Going Agentic — From Tokens to Autonomous Action

If you've attended my workshops, you've heard me say this: "A language model on its own is stateless, memoryless, and passive." It waits. It responds. It forgets. So how do we get from that — a next-token predictor — to an autonomous agent that can book your flights, write code, run tests, and fix its own bugs?

That's what going agentic means. And it builds directly on transformer fundamentals you already know. Let's go layer by layer.

01 — Foundations

What the transformer is actually doing

Before we build an agent, let's re-anchor on the mechanism. A transformer takes a sequence of tokens, processes them through stacked self-attention + feed-forward layers, and outputs a probability distribution over the vocabulary. That's it.

The critical insight for agentic AI: the output doesn't have to be prose. It can be structured JSON. A function call. A decision. This is the bridge from "chatbot" to "agent."

**Excerpted data**
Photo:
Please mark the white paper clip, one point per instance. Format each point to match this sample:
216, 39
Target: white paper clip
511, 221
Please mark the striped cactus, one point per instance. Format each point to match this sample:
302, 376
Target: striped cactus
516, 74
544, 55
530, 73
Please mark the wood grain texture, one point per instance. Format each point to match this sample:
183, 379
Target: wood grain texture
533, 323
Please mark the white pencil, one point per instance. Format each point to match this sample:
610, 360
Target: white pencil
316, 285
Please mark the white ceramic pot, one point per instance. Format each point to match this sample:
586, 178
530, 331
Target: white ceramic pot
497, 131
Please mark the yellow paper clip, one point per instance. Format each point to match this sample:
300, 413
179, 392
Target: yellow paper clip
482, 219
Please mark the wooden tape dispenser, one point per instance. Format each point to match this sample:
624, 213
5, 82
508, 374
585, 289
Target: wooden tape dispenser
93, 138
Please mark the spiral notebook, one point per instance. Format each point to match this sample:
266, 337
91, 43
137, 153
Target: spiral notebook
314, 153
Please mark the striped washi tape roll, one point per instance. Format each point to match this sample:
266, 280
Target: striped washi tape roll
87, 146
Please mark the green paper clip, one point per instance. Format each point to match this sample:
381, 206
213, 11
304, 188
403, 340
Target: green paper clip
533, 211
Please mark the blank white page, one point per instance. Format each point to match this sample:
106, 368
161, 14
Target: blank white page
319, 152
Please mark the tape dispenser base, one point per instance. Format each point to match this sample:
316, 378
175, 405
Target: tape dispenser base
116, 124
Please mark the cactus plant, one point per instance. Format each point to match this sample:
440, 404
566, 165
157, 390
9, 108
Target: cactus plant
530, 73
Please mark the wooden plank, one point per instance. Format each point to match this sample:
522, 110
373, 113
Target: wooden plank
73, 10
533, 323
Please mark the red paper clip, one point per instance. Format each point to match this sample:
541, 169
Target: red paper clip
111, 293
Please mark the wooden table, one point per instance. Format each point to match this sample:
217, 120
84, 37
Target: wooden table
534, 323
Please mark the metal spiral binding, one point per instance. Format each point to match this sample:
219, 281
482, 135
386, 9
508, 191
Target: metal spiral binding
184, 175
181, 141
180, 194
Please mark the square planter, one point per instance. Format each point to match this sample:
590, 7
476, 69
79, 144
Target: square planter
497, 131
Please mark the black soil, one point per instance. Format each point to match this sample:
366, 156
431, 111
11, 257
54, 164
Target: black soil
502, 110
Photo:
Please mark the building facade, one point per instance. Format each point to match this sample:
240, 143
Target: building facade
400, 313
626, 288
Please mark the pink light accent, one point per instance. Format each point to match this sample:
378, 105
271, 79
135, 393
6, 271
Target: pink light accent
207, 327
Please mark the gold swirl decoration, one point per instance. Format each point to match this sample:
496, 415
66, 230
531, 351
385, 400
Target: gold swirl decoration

**Complete the following**
(1) List every action the article on going agentic says an autonomous agent can carry out.
(2) Please carry on the article on going agentic from the point where it stops.
The items play no part in this.

**Answers to this exercise**
(1)
- Book your flights
- Write code
- Run tests
- Fix its own bugs

(2)
Fig 1 — From next-token prediction to action selection

The transformer doesn't change — only what we ask it to generate.

Key insight: "Tool calling" is not a special mode. It's just token generation with a prompt that says: "If you need to act, output JSON in this schema." The model samples from its vocabulary distribution — and we've shaped that distribution to prefer well-formed JSON over prose.

02 — The Core Loop

The ReAct loop: Reason → Act → Observe

A single forward pass gives you one response. An agent chains many. The ReAct pattern (Yao et al., 2022) is the most common architecture: the model alternates between reasoning in natural language and executing tool calls, with each observation fed back as context for the next step.

This works because of something fundamental about transformer attention: the entire history is in the context window. Every prior reasoning step and observation is attended to at every layer. The model doesn't just see the last message — it attends across the full trajectory.

Fig 2 — The ReAct agentic loop

Each loop iteration appends tokens to context. The transformer attends to the full history at every step.

Here's the transformer connection that often gets missed: every observation from a tool becomes part of the key-value (KV) cache. When the model "thinks" in the next step, self-attention queries span the entire trajectory. The model isn't summarizing what happened — it's attending to it directly. This is why long context windows matter enormously for agentic reliability.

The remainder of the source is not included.